> [Stored entries]:
□ □ □ □ □

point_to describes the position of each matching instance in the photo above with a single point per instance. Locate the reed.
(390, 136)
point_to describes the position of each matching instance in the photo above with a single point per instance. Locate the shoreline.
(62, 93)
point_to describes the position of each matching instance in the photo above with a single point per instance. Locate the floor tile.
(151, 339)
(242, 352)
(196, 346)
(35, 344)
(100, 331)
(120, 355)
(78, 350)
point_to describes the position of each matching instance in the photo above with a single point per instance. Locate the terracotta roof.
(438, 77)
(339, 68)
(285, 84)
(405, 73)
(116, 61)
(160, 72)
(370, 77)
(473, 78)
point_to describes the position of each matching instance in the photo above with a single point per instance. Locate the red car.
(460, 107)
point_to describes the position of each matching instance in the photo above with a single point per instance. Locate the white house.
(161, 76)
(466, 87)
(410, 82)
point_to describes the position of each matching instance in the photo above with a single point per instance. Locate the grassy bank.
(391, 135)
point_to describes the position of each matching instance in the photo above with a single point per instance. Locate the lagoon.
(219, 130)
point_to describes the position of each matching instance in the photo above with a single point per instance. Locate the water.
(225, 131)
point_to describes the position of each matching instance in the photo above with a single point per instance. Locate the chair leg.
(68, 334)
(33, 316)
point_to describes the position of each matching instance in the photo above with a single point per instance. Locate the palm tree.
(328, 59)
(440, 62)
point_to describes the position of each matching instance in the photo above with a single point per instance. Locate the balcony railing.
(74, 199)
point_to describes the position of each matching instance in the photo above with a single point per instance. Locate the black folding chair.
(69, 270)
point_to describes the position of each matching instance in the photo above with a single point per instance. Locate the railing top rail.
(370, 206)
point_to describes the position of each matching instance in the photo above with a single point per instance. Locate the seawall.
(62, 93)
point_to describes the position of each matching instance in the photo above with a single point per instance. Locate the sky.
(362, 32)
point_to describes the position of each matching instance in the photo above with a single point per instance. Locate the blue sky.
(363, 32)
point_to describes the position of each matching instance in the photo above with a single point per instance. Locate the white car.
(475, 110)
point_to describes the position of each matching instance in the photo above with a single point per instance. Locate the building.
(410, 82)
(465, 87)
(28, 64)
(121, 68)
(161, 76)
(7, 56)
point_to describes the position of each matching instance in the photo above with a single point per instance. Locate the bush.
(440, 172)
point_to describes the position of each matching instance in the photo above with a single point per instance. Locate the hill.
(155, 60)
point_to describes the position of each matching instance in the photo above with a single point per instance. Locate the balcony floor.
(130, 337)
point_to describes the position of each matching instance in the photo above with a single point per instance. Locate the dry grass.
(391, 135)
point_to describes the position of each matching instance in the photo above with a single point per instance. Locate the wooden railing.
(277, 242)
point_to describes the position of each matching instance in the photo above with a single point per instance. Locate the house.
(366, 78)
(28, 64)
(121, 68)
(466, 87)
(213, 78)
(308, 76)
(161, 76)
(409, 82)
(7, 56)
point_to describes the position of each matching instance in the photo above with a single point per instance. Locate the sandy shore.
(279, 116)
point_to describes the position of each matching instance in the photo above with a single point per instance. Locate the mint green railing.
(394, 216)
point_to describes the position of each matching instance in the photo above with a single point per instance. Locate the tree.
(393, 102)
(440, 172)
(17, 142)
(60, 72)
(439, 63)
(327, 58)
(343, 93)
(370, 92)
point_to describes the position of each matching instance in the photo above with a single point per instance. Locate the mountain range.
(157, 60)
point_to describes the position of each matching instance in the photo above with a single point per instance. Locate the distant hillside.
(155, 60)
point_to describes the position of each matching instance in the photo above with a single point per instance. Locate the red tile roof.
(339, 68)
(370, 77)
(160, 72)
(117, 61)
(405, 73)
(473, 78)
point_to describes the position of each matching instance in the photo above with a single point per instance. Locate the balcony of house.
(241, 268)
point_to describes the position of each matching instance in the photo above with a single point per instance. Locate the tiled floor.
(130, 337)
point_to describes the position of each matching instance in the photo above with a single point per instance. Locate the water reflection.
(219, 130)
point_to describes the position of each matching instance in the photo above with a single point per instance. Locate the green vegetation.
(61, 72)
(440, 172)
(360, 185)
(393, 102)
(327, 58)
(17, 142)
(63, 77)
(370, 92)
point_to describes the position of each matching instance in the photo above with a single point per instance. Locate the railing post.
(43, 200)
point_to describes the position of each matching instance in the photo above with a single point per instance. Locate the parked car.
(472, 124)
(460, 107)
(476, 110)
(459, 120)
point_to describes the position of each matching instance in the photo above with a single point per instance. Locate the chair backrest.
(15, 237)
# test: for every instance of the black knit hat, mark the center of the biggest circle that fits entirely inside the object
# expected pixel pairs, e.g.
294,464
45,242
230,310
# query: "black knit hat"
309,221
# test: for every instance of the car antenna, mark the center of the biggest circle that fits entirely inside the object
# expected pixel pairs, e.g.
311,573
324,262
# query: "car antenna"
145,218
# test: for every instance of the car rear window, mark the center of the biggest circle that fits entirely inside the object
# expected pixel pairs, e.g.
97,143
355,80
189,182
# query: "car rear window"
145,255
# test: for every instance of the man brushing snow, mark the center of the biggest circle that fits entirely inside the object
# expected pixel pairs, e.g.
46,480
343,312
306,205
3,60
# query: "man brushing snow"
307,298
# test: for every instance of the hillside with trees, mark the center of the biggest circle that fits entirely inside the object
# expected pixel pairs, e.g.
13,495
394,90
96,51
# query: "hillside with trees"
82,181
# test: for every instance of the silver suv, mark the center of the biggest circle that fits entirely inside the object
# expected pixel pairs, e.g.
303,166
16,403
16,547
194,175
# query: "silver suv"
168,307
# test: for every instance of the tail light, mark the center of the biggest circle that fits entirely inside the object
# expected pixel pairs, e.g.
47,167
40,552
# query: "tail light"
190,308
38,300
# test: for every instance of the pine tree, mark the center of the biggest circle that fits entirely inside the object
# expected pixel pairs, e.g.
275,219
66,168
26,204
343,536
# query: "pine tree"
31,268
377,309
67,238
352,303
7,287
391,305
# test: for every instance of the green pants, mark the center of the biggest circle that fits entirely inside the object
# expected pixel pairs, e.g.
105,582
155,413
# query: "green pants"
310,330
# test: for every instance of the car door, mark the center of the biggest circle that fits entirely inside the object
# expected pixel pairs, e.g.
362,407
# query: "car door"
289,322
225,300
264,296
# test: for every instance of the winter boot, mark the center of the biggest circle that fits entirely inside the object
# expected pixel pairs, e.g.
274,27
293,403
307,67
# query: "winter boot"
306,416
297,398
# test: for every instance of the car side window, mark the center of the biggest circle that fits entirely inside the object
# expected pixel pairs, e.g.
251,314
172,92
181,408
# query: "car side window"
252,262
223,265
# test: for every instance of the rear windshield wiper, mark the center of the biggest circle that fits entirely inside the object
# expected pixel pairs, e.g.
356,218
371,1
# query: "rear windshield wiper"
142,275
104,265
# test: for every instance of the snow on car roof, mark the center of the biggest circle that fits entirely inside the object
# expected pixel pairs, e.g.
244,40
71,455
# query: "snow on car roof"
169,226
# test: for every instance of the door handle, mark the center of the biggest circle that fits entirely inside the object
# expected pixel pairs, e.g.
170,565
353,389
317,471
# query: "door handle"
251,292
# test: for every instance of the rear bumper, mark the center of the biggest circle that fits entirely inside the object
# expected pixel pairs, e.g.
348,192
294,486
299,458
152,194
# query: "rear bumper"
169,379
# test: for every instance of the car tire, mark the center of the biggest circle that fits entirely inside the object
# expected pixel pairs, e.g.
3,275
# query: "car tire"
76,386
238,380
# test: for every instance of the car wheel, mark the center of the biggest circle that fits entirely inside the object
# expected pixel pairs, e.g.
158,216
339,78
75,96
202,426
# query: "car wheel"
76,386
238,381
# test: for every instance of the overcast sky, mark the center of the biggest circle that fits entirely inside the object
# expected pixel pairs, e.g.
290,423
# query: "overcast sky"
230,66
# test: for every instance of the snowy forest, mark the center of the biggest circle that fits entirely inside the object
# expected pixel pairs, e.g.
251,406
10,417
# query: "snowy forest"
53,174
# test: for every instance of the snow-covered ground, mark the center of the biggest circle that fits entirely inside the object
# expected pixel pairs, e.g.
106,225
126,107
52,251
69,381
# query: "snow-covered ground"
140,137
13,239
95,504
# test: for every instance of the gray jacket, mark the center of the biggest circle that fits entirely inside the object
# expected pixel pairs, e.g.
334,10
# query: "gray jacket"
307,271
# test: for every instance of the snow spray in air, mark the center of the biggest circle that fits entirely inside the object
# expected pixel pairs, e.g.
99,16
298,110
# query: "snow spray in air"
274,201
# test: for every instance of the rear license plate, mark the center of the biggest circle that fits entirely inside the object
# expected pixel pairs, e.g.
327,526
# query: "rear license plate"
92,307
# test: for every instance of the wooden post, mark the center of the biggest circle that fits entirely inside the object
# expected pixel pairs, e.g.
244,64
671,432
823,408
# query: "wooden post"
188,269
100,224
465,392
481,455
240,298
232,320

□ □ □ □ □

> [Brief]: Please give an exact copy of the lines above, beginning with the line containing "# test: for every instance of the car tire, mark" and running through the line containing "# test: for every instance of the overcast", and of no other lines.

> [Result for this exercise]:
# test: for every instance of the car tire, mark the center of the biggest circle that fits entirely inside the object
# expected pixel pairs, e.g.
3,275
# query: "car tire"
76,386
238,380
# test: for every instance of the car wheel, mark the center of the biggest circle that fits entirely inside the object
# expected pixel pairs, e.g.
158,216
339,78
75,96
202,426
# query: "car wheel"
76,386
238,381
# test: for every instance of the overcast sky, mark the center of the biggest circle that fits entirely inside the object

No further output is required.